Exercise description → Rewrite the data below, changing every "drop a marker" to "place a point" and leaving everything else as it is.

Stored records →

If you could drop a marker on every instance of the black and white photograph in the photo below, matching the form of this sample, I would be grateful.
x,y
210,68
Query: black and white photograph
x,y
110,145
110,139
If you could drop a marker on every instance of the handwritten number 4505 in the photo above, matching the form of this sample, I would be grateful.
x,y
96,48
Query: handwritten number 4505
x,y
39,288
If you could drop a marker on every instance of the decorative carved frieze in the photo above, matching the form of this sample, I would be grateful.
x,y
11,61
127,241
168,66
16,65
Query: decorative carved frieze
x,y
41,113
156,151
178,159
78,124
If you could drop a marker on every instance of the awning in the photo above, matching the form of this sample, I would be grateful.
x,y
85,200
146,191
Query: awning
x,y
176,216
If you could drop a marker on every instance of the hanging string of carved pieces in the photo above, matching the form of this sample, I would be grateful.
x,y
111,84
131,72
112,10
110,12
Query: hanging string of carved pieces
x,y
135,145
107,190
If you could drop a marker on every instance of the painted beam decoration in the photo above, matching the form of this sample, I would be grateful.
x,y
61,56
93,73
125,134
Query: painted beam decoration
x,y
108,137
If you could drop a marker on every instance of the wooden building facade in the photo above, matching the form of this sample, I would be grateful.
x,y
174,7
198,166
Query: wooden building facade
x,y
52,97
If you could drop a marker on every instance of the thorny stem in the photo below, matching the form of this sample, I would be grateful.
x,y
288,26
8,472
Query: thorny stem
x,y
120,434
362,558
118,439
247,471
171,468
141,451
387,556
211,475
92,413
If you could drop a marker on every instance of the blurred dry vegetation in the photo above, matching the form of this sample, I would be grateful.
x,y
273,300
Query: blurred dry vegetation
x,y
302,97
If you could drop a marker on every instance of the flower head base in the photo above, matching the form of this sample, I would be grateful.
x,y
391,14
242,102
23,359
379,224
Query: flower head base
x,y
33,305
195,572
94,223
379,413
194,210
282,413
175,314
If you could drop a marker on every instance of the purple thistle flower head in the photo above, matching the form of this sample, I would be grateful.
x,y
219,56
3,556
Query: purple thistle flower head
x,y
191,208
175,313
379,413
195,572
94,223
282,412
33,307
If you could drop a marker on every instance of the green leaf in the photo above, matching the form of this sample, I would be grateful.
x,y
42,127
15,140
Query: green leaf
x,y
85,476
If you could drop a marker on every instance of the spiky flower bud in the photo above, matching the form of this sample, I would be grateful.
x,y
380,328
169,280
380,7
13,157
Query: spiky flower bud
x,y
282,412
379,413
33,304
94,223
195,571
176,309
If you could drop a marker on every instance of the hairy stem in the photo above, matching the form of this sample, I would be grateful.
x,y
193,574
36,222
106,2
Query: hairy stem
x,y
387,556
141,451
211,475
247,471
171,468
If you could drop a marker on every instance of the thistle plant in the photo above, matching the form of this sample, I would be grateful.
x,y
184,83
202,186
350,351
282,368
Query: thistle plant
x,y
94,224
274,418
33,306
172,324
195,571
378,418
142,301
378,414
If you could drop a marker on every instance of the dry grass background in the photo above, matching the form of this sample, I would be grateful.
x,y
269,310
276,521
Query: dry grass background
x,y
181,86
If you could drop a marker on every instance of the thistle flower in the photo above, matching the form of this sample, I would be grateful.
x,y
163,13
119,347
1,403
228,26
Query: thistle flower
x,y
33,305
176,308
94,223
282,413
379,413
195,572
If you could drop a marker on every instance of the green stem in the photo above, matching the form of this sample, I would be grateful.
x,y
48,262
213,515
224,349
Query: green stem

In response →
If you could place a point on every instance of the black and white photograph in the photo below, matching the form of this sample, I would be grateful.
x,y
210,68
Query: black and white photograph
x,y
110,145
110,139
If you could place a point on every instance of the handwritten number 4505 in the photo above, matching the form of this sample, I would be grateful.
x,y
96,48
Query: handwritten number 4505
x,y
39,288
If you could place a point on every instance of the decorative carved frieze in the photo above, matching the form of this sample, I would be grateful.
x,y
11,61
127,241
168,66
16,65
Query: decorative carved frieze
x,y
41,113
156,151
178,159
78,124
If you could place a point on every instance of the awning in the photo above, matching the form of this sample, I would be grateful.
x,y
85,200
146,191
Query: awning
x,y
176,216
If you could place a point on every instance of the hanging string of carved pieces in the photo above, matching the form of this sample, I would be grateful.
x,y
111,84
131,72
112,10
110,12
Query: hanging string of carved pieces
x,y
135,145
107,190
If you could place a point on every instance of the painted beam decoration in the photo above, matching the form of this sample, I would be grateful.
x,y
61,56
93,73
125,134
Query: painted beam decoration
x,y
108,137
If you could place a point on every instance of the wooden building facade in the photo above, matching the form of this sample, I would be grateful.
x,y
174,7
198,166
Query: wooden building facade
x,y
52,97
If you could place a point on every instance of the thorny stem in the photo below, matching the form of this sample, I would be grateful.
x,y
288,26
8,472
Query: thorny stem
x,y
120,434
362,558
118,439
247,471
171,468
141,451
387,556
211,475
92,413
If you could place a point on every instance of the blurred dry vegetation in the photo above, matching the form of this sample, I would be grateful.
x,y
273,300
Query: blurred dry vegetation
x,y
302,97
If you could place a point on every instance of the flower head base in the photo above, matching the form of this sample, I would be grateful.
x,y
391,14
242,102
23,359
379,224
Query: flower head base
x,y
33,305
195,572
94,223
379,413
194,210
282,413
175,314
If you could place a point on every instance of the purple thistle flower head in the photo above, matching the form of this sample, I would be grateful.
x,y
219,56
3,556
Query: purple thistle flower head
x,y
191,208
175,313
379,413
195,572
94,223
282,412
33,307
If you could place a point on every instance of the green leaf in the photo above, matching the form of this sample, I would be grateful.
x,y
42,127
15,140
Query: green leaf
x,y
85,476
If you could place a point on every instance of the spiky flower bud in the photo above, matching the form of this sample, I would be grateful.
x,y
380,328
169,280
380,7
13,157
Query: spiky flower bud
x,y
282,412
379,413
33,304
94,223
195,571
176,309
If you could place a point on every instance of the hairy stem in the photo above, matching the form of this sample, I would be grateful.
x,y
193,574
36,222
106,2
Query: hairy stem
x,y
387,556
141,451
211,475
247,471
171,468
If you could place a point on every instance of the thistle plant in the photo above, matching the form of this sample, I would be grateful.
x,y
184,83
202,186
350,351
282,368
Query: thistle plant
x,y
94,224
274,418
33,306
172,324
195,571
378,418
142,301
378,414
If you could place a point on every instance of the dry grass background in the photo above, matching the form of this sample, I would be grateful.
x,y
269,310
276,521
Query: dry grass background
x,y
181,86
If you could place a point on every instance of the thistle flower in the photo above, matching the form of this sample, I would be grateful.
x,y
163,13
119,347
1,403
228,26
Query: thistle flower
x,y
33,305
176,308
94,223
282,413
379,413
195,572
If you could place a point on every instance of the green stem in the photo above, matching the form of this sample, I would be grateful.
x,y
48,262
213,515
224,349
Query: green stem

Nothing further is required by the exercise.